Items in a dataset
* * *

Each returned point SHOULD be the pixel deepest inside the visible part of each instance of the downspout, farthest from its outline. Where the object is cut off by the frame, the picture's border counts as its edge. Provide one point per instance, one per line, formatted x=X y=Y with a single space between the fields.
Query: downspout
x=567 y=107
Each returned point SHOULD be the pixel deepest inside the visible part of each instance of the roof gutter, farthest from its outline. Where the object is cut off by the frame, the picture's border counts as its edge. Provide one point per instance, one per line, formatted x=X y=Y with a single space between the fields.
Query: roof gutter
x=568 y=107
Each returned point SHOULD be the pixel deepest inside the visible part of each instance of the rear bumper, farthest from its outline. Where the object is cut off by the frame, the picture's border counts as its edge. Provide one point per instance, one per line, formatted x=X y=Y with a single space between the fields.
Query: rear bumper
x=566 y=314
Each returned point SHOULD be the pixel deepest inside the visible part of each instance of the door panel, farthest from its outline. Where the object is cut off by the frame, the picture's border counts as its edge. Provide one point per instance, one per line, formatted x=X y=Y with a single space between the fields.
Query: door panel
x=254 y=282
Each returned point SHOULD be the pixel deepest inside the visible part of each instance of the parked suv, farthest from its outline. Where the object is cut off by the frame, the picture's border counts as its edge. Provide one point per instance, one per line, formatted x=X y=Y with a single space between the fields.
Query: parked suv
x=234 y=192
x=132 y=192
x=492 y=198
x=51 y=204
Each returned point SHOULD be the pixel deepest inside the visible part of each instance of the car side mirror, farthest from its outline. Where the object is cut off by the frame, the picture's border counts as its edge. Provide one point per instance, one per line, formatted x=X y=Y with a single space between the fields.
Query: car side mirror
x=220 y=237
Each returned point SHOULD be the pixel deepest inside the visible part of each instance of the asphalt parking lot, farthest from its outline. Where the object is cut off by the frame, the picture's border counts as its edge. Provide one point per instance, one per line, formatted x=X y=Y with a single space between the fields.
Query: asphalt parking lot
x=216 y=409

* * *

Rewrite the records above, switching every "Query" to "Target" and leaving everything else untouched.

CORRECT RESPONSE:
Each returned point SHOULD be the pixel deepest inside the visible part of each instance of the downspout, farthest from its outline. Where the object is cut off by the frame, the picture's border counts as its edge. Provide one point per instance, one per line, formatted x=X y=Y with a single space between the fields.
Target: downspout
x=567 y=107
Each returned point SHOULD be the pixel deepest inside the visible part of each instance of the roof gutter, farthest from its outline. Where the object is cut off by the frame, the picture's border counts as its edge. Provide one point per instance, one per line, formatted x=X y=Y with a single space between the fields.
Target: roof gutter
x=568 y=107
Each returned point SHOULD be the pixel deepest inside the visible part of each instance of the rear bumper, farthest from its outline. Where the object is cut off by the frame, the picture's border counts as its edge. Provide one point per instance, one per line, formatted x=X y=Y with a single space between the fields.
Target: rear bumper
x=566 y=314
Each returned point SHOULD be the pixel deepest inside the visible part of each instance of the door panel, farthest from its outline. Where the object is cut off by the frame, the picture's border counts as its edge. Provide one point per instance, one per line, formatted x=X y=Y with a single space between the fields.
Target: door panel
x=254 y=282
Each returned point SHOULD be the pixel deepest inside the visible part of each instance of the parked suv, farthest from its outline. Where the object is cut off by the frame, the picture's border counts as its edge. Provide one point per instance, one per line, formatted x=X y=Y with a single space between the fields.
Target: parked suv
x=234 y=192
x=132 y=192
x=492 y=198
x=51 y=204
Each returned point SHOULD be the pixel deepest inside the visible part of each instance of the car side mirror, farthest from its outline. Where the object is cut off by the frame, the picture's border counts as its edge. Provide one point per instance, one per line, formatted x=X y=Y with a single space between the fields.
Target: car side mirror
x=220 y=237
Each returned point SHOULD be the pixel deepest inside the visible part of each instance of the asphalt parking lot, farthest from its outline. Where the object is cut off by the frame, the picture's border counts as its edge. Provide one point per instance, one per line, formatted x=X y=Y with a single space between the fields.
Target: asphalt parking lot
x=216 y=409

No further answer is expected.